- WORK TO BE COMPLETED -
Turn the records below into a two-column CSV with the columns instruction and points, one row per record: the record's text in the first column and its answer in the second. Put each field in double quotes, replace line breaks with spaces, and leave the pictures out.

- MATERIAL PROVIDED -
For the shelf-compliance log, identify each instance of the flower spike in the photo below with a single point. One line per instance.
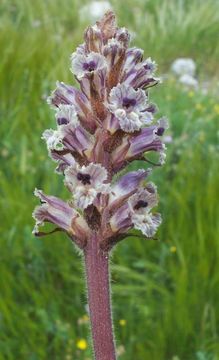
(101, 126)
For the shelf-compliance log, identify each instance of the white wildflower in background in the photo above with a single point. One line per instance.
(94, 10)
(188, 81)
(183, 66)
(184, 69)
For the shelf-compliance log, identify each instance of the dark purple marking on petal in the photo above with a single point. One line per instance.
(127, 103)
(160, 131)
(141, 204)
(84, 178)
(62, 121)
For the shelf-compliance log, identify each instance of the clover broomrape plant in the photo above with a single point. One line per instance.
(101, 128)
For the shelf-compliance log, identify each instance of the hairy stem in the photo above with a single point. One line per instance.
(98, 285)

- RESPONSE TO THIS EXERCISE -
instruction,points
"For the shelf-compliance log, identify each instance of the flower spike in the photo below with a single point. One line per instance.","(101, 126)"
"For the shelf-compliance log, identify each instance of the white wildflower in background in the photo above with a single point. One line per instance.","(94, 10) (188, 81) (183, 66) (184, 69)"
"For the shelf-compliance log, identify each instance of the dark purple marking on petal in the photo above with a single point. One line per instance.","(127, 103) (160, 131) (141, 204) (84, 178) (62, 121)"
"For the shelf-compliance log, identify each instance of the clover broomrape plant in the photo above with a single point. One line per instance.","(101, 128)"
"For the shelf-compliance log, identify each instance of the hairy stem in the photo above with a single point. One line per instance.","(98, 285)"